:: SELECTED EXCERPT ::
The BC Human Rights Tribunal recently concluded that the purchaser of a business discriminated against an employee of the vendor company on the basis of her disability when it refused to hire her because she was on long term disability (LTD) leave at the time of the sale of the business.
On July 13, 2001, Rona Inc. purchased the home centre business of Revy Home Centres Inc. Under the terms of the asset purchase agreement, Rona agreed to offer employment to almost all Revy’s employees, except for some managers, and employees who were on LTD. Approximately 5000 Revy employees were offered and accepted employment with Rona. The complainant, one of 24 employees on LTD, was not offered employment.
The complainant was considered by Revy to be a hard-working and valuable employee. She was 57 years old and had worked for Revy for approximately 15 years. She had been off work for approximately one year at the time of the sale. On July 9, 2001, she informed her manager that she had undergone surgery and could return to work in one month. They arranged a meeting for July 24, to discuss her return to work. At the time of the phone call, the complainant was not aware of the pending sale to Rona. Her manager was aware of the sale and that the complainant would not be offered employment by Rona, but did not advise her about this situation. Between the time of the telephone call and her scheduled return to work meeting, the complainant took active steps with Revy’s LTD carrier to develop a graduated return to work plan.
:::
:: RECORDED DATA ::
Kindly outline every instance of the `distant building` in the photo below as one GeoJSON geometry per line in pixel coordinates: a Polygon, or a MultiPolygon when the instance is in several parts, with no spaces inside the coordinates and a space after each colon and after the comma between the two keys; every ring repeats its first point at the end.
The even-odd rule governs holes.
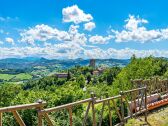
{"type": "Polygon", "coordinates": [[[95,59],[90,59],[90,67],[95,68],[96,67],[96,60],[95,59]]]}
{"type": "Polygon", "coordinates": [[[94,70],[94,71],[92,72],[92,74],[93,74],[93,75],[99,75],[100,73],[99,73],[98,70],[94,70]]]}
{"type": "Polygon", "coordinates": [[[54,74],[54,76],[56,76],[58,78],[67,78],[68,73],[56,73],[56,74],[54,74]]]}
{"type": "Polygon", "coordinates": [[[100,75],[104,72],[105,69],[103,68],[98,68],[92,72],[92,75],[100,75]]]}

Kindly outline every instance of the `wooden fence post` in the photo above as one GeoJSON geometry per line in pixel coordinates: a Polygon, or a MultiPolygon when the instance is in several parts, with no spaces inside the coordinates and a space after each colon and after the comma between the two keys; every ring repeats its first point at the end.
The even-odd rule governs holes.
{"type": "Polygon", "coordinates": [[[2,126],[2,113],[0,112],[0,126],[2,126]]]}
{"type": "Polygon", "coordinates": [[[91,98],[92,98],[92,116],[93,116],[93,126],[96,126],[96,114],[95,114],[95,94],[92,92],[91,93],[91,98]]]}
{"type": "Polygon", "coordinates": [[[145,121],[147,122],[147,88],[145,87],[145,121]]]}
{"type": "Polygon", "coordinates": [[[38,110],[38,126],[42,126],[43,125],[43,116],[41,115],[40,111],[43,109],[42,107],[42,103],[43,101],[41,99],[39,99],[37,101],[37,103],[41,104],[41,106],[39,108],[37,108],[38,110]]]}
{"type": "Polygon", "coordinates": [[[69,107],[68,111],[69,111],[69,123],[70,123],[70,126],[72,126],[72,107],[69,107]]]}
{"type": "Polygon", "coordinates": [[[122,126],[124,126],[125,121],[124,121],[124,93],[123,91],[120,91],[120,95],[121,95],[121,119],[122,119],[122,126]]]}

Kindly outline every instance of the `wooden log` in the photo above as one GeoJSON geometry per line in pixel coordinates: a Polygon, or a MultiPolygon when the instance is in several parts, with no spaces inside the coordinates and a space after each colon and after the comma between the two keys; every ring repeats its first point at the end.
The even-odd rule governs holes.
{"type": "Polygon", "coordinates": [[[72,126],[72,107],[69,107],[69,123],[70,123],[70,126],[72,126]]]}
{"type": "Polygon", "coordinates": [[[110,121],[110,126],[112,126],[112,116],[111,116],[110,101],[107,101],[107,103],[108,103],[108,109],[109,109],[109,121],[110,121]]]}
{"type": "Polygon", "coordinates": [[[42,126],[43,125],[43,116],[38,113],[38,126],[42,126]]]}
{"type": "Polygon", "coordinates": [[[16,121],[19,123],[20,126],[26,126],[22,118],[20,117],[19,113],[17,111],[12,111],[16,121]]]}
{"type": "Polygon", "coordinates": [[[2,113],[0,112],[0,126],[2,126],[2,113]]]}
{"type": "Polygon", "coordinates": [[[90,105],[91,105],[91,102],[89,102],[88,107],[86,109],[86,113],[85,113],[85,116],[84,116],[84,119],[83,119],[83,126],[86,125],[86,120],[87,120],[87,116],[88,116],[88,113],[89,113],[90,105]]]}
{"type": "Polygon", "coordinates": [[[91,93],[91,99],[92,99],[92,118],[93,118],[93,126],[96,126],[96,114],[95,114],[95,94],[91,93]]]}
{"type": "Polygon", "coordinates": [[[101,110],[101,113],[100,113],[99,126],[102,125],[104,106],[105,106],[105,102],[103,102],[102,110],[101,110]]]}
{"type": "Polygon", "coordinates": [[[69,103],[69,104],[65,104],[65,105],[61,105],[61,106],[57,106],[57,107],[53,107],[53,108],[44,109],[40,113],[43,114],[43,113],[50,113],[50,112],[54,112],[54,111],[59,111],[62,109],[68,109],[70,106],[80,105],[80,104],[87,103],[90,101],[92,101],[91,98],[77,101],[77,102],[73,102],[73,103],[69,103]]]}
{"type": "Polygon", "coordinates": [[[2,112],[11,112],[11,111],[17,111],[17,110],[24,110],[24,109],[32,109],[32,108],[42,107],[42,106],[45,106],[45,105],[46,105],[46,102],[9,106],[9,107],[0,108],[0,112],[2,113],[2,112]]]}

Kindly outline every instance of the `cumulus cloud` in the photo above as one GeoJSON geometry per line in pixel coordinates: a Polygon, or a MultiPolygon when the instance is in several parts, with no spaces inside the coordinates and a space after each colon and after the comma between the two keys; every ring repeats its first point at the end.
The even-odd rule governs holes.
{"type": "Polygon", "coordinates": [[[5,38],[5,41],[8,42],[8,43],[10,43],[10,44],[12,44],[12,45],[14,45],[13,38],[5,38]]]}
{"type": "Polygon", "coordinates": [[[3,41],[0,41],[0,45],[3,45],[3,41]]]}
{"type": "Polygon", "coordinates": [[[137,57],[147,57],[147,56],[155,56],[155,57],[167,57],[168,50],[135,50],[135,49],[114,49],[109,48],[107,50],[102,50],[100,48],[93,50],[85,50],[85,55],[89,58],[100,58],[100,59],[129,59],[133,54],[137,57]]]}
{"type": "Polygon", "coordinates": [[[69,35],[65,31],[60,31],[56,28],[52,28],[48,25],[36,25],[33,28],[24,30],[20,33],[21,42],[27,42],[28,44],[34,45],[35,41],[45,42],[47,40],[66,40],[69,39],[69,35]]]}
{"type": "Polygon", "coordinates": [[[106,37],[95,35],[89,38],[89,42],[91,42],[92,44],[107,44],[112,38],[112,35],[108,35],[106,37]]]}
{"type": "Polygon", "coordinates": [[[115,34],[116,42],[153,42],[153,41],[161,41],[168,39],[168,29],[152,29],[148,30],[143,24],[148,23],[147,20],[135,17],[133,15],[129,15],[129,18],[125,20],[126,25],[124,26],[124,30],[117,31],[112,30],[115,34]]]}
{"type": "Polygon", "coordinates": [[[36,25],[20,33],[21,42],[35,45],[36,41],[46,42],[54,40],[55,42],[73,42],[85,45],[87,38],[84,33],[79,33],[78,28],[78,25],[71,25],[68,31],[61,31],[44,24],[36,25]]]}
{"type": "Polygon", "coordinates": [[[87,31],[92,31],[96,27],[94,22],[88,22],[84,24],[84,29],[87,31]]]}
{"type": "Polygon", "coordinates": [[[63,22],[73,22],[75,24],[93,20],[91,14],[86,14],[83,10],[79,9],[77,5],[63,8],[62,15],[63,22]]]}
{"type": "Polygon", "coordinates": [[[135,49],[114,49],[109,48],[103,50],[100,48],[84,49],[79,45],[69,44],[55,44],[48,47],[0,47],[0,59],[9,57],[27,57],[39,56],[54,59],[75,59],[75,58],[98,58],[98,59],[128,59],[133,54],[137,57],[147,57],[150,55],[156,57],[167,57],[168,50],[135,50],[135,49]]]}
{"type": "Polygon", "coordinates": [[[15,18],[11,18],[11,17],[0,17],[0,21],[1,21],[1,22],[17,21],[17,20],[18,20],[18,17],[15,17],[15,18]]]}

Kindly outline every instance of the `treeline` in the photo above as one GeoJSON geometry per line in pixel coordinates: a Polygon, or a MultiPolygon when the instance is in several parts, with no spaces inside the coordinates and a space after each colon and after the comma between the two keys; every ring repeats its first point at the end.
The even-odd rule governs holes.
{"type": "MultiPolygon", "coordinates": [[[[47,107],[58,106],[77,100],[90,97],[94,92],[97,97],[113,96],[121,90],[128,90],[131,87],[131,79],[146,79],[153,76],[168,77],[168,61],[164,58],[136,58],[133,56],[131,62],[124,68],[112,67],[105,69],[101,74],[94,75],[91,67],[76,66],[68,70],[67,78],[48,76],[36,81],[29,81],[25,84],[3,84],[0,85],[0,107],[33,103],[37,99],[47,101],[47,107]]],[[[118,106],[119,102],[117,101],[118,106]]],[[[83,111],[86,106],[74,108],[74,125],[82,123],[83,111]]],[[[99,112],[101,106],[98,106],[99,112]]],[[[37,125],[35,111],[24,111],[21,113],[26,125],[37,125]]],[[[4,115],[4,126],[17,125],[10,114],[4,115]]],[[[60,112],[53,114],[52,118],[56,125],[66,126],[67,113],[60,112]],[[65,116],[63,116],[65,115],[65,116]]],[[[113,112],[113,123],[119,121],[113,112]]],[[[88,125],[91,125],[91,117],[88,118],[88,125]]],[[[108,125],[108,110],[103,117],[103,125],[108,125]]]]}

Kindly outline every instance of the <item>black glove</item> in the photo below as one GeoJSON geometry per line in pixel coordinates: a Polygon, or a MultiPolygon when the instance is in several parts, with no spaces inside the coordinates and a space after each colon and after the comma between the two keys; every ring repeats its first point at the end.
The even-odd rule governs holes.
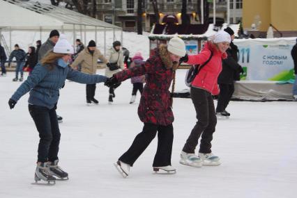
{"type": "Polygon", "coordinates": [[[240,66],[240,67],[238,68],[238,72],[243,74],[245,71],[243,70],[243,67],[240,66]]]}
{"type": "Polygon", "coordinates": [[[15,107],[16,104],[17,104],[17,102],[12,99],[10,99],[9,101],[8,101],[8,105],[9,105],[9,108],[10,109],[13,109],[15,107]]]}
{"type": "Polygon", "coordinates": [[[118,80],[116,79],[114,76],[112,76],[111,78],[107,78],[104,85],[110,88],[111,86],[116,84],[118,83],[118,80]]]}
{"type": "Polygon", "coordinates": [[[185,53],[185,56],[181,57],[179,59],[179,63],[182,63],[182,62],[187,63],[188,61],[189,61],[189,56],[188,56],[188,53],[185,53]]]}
:::
:: RECORDED DATA ::
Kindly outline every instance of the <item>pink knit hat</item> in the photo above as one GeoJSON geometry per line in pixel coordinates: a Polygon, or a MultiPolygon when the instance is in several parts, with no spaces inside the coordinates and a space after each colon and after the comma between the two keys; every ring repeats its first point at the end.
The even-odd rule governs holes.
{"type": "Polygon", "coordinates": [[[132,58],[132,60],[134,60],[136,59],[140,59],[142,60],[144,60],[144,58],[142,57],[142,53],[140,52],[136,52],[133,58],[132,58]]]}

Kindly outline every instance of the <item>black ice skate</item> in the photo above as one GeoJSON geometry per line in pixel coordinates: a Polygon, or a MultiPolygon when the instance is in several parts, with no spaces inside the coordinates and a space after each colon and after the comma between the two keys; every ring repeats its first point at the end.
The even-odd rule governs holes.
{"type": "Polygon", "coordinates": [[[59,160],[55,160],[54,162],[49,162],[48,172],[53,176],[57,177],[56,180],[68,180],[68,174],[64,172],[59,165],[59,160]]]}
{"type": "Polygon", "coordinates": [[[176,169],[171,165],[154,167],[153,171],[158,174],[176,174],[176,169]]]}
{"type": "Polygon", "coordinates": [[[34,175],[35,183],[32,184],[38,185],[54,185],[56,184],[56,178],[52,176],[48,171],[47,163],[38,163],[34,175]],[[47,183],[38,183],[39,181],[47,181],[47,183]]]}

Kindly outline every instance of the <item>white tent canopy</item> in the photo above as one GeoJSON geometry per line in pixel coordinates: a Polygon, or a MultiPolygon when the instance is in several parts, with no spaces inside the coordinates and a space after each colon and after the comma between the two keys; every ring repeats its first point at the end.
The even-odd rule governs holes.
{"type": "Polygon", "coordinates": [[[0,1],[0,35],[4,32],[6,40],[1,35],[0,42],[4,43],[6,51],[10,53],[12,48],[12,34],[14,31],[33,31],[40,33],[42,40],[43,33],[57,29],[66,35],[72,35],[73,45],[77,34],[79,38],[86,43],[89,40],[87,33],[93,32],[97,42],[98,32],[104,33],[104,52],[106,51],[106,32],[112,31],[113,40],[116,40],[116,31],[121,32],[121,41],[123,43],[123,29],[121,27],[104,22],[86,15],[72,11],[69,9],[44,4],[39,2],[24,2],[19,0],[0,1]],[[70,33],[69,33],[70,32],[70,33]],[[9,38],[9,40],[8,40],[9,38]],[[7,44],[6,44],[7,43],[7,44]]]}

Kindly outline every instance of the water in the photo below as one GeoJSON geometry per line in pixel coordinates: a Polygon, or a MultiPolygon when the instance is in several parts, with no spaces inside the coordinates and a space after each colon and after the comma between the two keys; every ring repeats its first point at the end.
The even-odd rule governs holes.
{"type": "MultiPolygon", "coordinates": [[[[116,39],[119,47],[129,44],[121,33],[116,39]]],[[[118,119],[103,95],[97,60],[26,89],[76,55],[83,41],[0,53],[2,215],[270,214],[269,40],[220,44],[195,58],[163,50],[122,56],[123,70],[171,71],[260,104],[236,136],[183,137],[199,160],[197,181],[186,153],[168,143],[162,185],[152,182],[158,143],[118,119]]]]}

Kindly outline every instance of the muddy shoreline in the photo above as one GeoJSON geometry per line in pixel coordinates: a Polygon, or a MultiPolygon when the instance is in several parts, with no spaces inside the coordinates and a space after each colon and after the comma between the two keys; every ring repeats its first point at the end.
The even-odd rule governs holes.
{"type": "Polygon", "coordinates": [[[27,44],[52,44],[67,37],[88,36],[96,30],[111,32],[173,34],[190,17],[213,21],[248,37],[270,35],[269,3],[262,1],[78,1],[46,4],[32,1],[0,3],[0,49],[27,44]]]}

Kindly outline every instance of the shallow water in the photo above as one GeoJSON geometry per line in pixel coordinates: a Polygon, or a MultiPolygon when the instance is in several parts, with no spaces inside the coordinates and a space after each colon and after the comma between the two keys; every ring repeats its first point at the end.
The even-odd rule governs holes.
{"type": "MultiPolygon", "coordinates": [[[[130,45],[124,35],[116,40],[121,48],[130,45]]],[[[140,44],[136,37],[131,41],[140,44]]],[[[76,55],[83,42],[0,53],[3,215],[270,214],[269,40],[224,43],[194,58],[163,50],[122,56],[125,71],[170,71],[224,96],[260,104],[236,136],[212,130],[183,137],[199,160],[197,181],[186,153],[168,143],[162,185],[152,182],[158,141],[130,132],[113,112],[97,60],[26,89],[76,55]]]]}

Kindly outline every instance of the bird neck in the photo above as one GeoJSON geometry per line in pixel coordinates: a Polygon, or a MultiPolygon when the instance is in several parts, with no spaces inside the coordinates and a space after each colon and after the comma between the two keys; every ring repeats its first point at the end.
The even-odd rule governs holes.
:::
DIRECTIONS:
1. Please retype the human rights case summary word for word, from "The BC Human" up to and including "not offered employment.".
2. Extend the human rights case summary past its final sentence, carrying on in the same style.

ANSWER SET:
1.
The BC Human Rights Tribunal recently concluded that the purchaser of a business discriminated against an employee of the vendor company on the basis of her disability when it refused to hire her because she was on long term disability (LTD) leave at the time of the sale of the business.
On July 13, 2001, Rona Inc. purchased the home centre business of Revy Home Centres Inc. Under the terms of the asset purchase agreement, Rona agreed to offer employment to almost all Revy’s employees, except for some managers, and employees who were on LTD. Approximately 5000 Revy employees were offered and accepted employment with Rona. The complainant, one of 24 employees on LTD, was not offered employment.

2.
On July 13, the sale was completed. In the July 24 meeting, the complainant was advised of the sale and that Rona had not continued her employment contract because she was on LTD at the time of the sale. When her LTD claim ended in September, she was offered a choice between remaining on Revy’s payroll for a further nine months, or a lump sum payment. The complainant chose the first option. She also filed a human rights complaint against Rona Revy Inc.
The Tribunal held that Rona discriminated against the complainant on the basis of disability concluding that the only reason she was not offered employment was because she was on LTD and the only reason she was on LTD was because she was disabled. The Tribunal also found that, except for a reference letter, neither Rona nor Revy provided any assistance to the complainant to find a new job. Despite several attempts to find alternative employment, she was unsuccessful in doing so, and decided to retire at age 60.
Further, the Tribunal determined that Rona’s refusal to hire her because she was on LTD was not a bona fide occupational requirement. The Tribunal noted that Rona offered employment to Revy employees on other types of leave, such as maternity leave, adoption leave, workers’ compensation leave or short term disability leave. In addition, Rona did not call any evidence as to why it had determined not to offer employment to employees on LTD. There was also no evidence that the individual circumstances of the 24 employees on LTD were even considered for employment, or that doing so would have imposed an undue hardship on Rona.
The Tribunal awarded the complainant $10,000 as compensation for injury to dignity. In addition, she was awarded lost wages from the date of the expiry of her severance payments to the date on which she began to receive payments under the Canada Pension Plan (approximately 21 months). Finally, Rona was ordered to compensate the complainant for actual expenses, pension plan contributions and adverse tax liabilities.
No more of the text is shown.